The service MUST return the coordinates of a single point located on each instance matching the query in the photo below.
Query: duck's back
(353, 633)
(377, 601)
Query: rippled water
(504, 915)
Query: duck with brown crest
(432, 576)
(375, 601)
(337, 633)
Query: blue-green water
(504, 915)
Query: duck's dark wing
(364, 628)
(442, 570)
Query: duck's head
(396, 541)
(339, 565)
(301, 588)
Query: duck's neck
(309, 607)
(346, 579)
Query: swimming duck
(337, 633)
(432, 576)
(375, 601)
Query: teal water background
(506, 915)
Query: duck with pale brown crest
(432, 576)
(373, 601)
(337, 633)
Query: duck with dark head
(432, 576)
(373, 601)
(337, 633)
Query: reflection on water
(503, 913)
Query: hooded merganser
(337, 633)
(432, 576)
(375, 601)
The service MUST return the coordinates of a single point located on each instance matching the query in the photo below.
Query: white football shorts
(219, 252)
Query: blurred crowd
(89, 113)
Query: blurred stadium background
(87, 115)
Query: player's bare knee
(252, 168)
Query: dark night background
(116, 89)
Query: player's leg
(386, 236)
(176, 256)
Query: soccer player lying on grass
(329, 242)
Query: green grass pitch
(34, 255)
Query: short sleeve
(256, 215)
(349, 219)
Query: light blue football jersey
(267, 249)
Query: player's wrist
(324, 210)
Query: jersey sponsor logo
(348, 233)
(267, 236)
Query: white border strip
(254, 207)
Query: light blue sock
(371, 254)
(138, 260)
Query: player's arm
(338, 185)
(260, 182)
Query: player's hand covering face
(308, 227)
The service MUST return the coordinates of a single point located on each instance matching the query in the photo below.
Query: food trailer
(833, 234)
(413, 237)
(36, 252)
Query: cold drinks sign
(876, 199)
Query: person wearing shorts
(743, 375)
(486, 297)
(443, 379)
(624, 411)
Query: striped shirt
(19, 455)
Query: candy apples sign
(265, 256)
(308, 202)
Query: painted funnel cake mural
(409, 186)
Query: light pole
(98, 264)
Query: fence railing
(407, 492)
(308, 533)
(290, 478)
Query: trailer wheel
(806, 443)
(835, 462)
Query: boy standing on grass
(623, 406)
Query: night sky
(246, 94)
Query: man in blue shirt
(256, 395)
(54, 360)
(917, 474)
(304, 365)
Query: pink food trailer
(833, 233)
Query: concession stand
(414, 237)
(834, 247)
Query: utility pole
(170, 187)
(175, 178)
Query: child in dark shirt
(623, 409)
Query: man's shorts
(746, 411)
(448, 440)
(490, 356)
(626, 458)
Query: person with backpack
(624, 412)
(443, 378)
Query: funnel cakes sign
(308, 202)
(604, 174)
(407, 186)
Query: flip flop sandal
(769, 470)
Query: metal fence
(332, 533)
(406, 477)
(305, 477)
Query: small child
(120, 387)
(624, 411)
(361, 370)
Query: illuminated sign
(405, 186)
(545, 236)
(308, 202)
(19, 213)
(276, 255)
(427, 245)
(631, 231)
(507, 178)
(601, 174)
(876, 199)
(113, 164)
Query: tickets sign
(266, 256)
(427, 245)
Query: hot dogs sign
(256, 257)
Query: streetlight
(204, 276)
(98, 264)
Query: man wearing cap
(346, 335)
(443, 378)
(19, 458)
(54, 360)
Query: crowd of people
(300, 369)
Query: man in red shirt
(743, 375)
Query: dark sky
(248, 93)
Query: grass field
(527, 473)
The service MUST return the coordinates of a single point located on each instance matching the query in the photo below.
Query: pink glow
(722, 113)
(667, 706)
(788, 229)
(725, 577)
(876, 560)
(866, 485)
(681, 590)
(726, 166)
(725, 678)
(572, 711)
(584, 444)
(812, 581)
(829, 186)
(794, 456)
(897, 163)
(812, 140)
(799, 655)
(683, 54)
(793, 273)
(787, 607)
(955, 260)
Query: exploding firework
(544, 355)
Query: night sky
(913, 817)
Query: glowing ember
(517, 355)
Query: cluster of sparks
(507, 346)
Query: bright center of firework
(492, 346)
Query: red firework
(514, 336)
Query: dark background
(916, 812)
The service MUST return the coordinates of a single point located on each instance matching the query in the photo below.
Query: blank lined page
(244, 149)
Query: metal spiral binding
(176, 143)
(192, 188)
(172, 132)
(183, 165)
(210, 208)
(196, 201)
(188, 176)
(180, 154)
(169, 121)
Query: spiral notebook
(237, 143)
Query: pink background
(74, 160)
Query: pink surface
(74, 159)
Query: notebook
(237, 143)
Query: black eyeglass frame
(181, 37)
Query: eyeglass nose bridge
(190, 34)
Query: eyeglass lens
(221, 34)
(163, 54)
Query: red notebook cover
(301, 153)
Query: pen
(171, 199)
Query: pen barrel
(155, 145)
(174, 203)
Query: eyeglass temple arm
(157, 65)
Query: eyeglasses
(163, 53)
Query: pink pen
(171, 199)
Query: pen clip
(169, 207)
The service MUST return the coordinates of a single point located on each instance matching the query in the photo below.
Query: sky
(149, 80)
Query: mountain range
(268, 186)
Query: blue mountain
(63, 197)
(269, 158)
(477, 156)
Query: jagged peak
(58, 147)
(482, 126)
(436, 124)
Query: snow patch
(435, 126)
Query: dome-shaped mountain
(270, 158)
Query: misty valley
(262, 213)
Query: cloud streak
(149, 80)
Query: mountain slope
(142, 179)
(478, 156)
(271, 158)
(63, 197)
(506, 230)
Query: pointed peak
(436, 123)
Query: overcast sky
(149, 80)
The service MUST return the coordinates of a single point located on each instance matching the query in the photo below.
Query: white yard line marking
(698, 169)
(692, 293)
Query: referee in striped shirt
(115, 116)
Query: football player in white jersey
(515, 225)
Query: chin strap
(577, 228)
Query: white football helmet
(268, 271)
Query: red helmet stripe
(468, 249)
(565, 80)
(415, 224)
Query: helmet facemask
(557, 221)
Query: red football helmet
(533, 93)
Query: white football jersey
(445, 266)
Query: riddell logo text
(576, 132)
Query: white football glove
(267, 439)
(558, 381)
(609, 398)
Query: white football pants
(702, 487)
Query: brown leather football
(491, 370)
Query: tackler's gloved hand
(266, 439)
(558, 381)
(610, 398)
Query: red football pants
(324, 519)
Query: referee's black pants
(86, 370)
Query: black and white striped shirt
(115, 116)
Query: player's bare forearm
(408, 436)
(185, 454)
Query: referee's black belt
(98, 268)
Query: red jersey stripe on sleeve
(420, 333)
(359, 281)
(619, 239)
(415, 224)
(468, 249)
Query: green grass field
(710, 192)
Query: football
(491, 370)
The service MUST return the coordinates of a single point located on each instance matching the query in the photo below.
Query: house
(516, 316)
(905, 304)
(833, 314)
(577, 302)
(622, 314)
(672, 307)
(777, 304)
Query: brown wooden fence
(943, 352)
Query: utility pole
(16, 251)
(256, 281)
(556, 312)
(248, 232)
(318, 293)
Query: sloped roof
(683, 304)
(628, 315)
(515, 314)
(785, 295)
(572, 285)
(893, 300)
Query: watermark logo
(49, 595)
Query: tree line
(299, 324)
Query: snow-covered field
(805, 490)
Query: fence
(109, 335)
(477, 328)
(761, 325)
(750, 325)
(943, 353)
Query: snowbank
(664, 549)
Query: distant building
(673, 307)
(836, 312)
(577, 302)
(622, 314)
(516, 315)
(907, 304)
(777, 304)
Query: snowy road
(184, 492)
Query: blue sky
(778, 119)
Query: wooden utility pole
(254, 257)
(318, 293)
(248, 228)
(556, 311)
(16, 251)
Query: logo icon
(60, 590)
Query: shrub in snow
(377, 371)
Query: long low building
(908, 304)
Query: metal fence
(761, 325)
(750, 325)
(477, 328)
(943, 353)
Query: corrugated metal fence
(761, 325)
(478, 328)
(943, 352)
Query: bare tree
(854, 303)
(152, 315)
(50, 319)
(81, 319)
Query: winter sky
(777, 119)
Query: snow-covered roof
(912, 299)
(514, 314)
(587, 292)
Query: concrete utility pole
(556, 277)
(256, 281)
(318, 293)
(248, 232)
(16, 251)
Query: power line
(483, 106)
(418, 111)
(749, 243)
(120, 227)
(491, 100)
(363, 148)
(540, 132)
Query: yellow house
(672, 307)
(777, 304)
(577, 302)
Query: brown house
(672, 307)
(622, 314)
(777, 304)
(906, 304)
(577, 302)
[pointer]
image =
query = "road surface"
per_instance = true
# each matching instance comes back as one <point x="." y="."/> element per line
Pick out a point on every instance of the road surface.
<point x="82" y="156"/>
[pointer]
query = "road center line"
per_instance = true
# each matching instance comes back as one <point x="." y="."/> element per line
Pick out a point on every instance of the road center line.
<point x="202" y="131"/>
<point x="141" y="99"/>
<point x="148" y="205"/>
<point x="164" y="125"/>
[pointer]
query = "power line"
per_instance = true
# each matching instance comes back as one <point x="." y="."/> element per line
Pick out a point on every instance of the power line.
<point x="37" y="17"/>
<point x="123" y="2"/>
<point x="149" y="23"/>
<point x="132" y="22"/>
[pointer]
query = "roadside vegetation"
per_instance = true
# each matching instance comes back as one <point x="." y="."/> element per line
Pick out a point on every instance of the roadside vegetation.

=-=-=-=-=

* _Your objective_: Please find each line in the records above that holds the word "roadside", and copy it.

* _Completed exercise_:
query = "roadside vegetation"
Pick out a point on every instance of the roadside vegetation.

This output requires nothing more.